Given records –
========================================

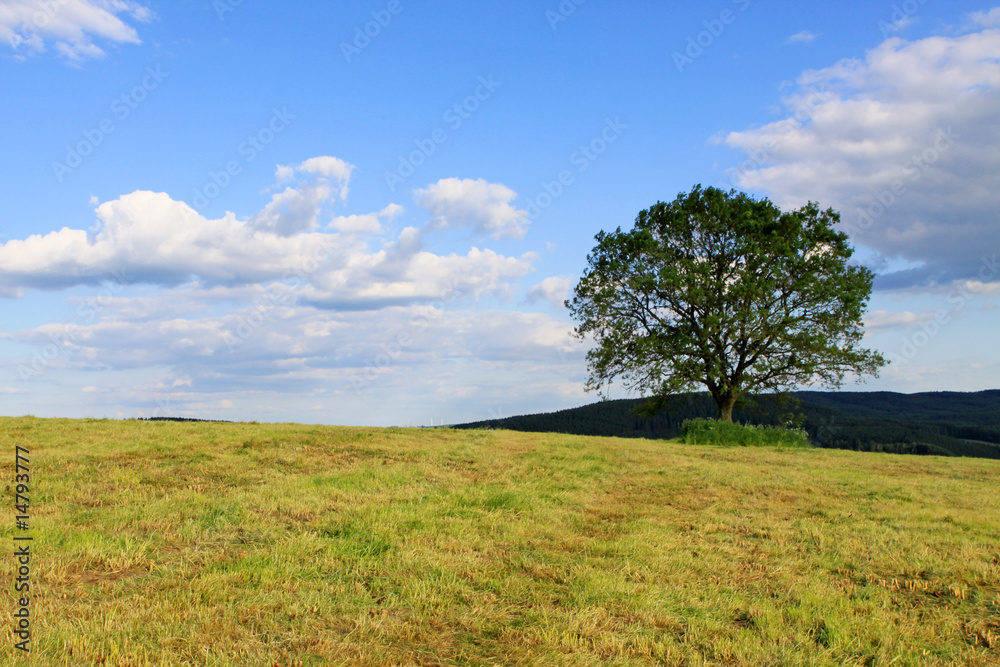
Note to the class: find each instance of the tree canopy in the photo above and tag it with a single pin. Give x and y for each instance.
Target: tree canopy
(721, 290)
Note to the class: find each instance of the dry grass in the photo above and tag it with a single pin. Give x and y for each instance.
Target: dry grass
(240, 544)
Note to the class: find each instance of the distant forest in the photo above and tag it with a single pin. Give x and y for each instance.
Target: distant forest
(938, 423)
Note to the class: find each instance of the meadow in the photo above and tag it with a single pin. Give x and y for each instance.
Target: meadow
(163, 543)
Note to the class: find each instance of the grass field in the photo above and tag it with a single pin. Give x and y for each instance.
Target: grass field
(242, 544)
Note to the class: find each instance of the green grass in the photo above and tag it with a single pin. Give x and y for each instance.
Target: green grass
(235, 544)
(732, 434)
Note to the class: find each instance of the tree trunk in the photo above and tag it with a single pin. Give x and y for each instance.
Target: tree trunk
(726, 404)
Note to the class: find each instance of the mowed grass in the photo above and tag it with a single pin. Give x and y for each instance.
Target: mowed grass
(239, 544)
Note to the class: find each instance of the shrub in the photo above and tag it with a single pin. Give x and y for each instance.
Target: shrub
(715, 432)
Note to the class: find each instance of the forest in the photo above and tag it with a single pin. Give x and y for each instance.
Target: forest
(932, 423)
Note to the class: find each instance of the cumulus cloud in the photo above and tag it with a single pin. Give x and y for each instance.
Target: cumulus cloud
(426, 354)
(296, 208)
(149, 237)
(987, 19)
(70, 26)
(483, 207)
(904, 143)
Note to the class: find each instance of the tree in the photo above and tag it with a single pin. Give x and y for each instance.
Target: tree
(721, 290)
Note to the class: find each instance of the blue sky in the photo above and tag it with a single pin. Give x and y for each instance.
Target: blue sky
(255, 210)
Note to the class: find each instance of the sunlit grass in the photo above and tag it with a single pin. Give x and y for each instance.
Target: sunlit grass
(238, 544)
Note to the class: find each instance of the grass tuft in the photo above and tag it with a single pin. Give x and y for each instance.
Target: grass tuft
(262, 544)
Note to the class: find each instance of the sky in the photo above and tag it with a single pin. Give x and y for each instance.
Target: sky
(369, 212)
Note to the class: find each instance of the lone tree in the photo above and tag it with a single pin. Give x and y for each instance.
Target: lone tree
(721, 290)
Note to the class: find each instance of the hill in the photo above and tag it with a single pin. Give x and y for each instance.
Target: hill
(942, 423)
(243, 544)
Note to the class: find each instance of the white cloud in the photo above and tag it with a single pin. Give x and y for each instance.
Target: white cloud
(878, 321)
(148, 237)
(369, 223)
(803, 37)
(904, 143)
(296, 209)
(28, 26)
(412, 355)
(554, 290)
(476, 204)
(987, 19)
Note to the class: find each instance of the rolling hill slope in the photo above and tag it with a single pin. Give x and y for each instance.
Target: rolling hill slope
(943, 423)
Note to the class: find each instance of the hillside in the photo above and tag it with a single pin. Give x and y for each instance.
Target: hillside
(244, 544)
(942, 423)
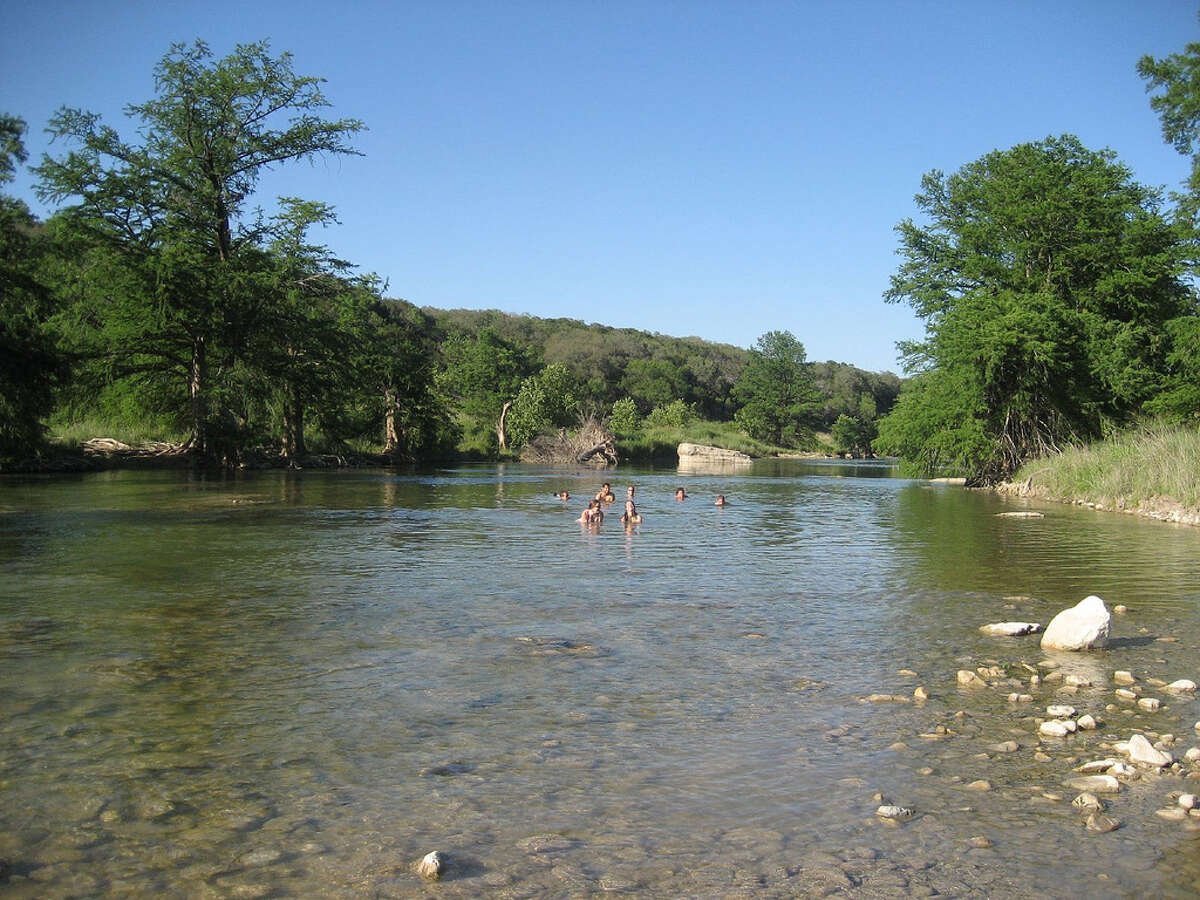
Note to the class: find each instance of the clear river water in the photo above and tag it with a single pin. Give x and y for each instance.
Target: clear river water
(297, 684)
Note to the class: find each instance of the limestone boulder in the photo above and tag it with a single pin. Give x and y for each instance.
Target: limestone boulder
(1084, 627)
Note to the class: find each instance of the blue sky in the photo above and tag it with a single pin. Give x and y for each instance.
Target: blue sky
(702, 168)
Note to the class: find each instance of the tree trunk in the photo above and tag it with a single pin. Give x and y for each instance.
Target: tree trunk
(502, 436)
(293, 430)
(197, 393)
(390, 435)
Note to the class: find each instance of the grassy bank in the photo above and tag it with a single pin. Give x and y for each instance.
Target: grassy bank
(1153, 469)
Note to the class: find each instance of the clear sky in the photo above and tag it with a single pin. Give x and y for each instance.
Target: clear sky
(702, 168)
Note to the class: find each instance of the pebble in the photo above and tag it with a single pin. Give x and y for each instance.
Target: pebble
(1057, 727)
(1096, 766)
(1087, 801)
(970, 679)
(430, 867)
(1103, 825)
(1093, 784)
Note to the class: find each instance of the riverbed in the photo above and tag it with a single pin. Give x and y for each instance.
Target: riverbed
(297, 684)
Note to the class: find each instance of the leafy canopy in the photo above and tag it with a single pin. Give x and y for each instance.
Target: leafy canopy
(1044, 275)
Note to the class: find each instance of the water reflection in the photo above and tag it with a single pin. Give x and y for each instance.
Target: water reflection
(297, 683)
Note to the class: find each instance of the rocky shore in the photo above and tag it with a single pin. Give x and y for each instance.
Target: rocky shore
(1162, 508)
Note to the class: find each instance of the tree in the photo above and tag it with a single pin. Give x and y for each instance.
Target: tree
(778, 397)
(174, 213)
(544, 401)
(1044, 275)
(30, 363)
(1177, 77)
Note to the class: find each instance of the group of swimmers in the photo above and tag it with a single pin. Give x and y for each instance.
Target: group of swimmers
(594, 513)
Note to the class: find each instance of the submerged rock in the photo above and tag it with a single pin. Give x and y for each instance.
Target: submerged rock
(1084, 627)
(1141, 750)
(430, 867)
(1011, 629)
(1093, 784)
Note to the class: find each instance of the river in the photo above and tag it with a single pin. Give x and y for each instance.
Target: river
(297, 684)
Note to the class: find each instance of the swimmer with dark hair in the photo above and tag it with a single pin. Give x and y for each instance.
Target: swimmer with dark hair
(593, 515)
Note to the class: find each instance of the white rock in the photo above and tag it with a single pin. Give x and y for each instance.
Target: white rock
(1095, 784)
(970, 679)
(1084, 627)
(1141, 750)
(1096, 766)
(430, 867)
(1011, 629)
(1087, 801)
(1056, 727)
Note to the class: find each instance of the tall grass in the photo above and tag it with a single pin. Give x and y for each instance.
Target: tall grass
(1145, 466)
(72, 432)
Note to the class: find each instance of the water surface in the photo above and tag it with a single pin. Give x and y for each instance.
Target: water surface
(295, 684)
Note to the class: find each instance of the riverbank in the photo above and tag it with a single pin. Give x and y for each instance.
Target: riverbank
(1151, 472)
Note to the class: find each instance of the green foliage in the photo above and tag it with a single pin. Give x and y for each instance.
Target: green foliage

========================================

Stated task –
Extract, exactly as they appear, the lines from the one containing "Note to the class: find each instance of the water surface" through the final line.

Solved exercise –
Note to the class: find each instance of the water surface in the photo above and tag it with a single pin. Give x and y for each instance.
Target: water surface
(295, 684)
Note to the class: find each instance of the riverbank in the photo above and tag it with a single pin. Give x and y for each instance.
Target: riverbank
(1151, 472)
Note to the class: find each instance of the green foliage in the photo above and tag it with a single pin. Give x and y for each instance.
Target: green foliage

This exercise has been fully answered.